» WHAT THIS TASK INVOLVES
Copy the rows from the start up to and including the line with "[[737, 377], [922, 470], [1123, 473]]", requests included, and move every point coordinate in the answers by -75 while leaving the requests and their sample coordinates unchanged. Leave the pictures out of your copy.

Data records
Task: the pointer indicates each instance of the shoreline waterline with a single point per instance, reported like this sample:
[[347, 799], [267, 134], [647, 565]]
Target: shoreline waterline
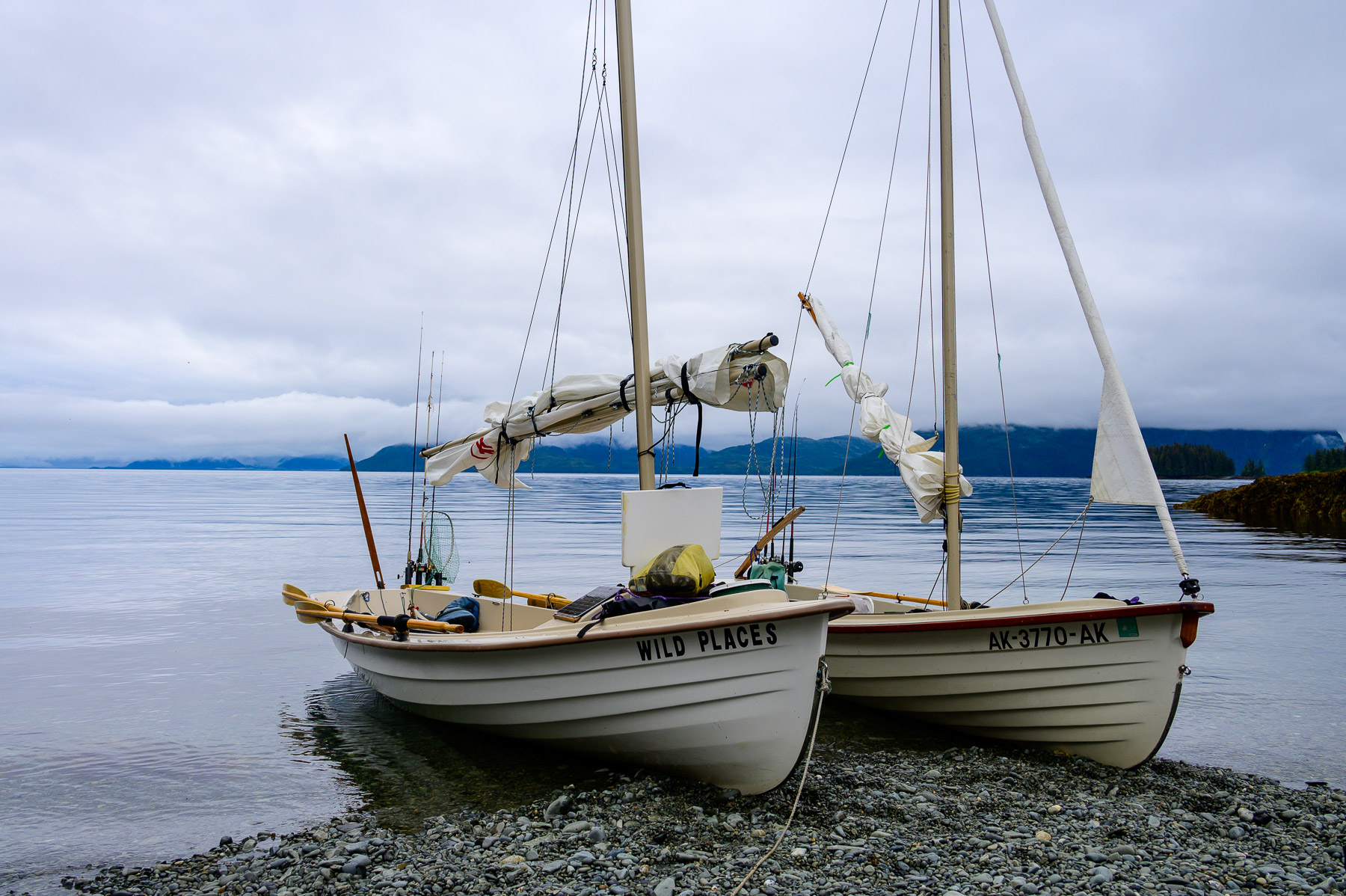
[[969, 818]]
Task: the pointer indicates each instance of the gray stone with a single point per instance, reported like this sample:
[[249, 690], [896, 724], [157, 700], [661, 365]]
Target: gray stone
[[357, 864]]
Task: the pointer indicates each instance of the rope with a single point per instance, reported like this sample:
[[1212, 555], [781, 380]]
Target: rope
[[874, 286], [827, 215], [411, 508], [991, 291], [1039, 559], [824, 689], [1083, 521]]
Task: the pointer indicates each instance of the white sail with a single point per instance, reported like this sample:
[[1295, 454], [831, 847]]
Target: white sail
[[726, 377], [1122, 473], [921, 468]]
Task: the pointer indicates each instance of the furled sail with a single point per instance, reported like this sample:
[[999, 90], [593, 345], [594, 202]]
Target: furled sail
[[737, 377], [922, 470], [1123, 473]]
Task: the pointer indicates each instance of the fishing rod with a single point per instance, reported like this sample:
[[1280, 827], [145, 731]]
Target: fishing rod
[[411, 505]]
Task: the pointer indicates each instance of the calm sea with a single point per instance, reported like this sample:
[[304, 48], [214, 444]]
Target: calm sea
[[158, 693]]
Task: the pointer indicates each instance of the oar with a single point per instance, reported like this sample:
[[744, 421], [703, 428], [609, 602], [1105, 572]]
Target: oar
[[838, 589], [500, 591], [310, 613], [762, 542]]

» ANSWER TO THE EXERCISE
Task: the pointer indicates each instance of the shoreline waterline with a single point per instance, reported like this sample:
[[347, 799], [267, 134], [647, 565]]
Target: shoreline waterline
[[894, 743]]
Task: the pointer indicates each instance of the gray stone with a single point per instance, reported like this sample:
[[249, 690], [896, 724], [157, 700], [661, 365]]
Target: gray stone
[[282, 789]]
Task: the pointer indicates each instance of the rope with a single point per instance, reported like this sample:
[[1212, 555], [781, 380]]
Target: rope
[[799, 211], [752, 140], [336, 433], [916, 216], [964, 484], [749, 614], [1008, 446]]
Task: the pointer indicates each instance of the white sail with a single point per instance, reported like this sample:
[[1295, 454], [831, 847]]
Target: white sail
[[651, 302], [1047, 398], [846, 393]]
Task: the pointer indicates each instance of the furled sail with a single point per instance, reported like this sample:
[[999, 90], [593, 345], [594, 202]]
Target: furled sail
[[662, 302], [847, 395], [1048, 398]]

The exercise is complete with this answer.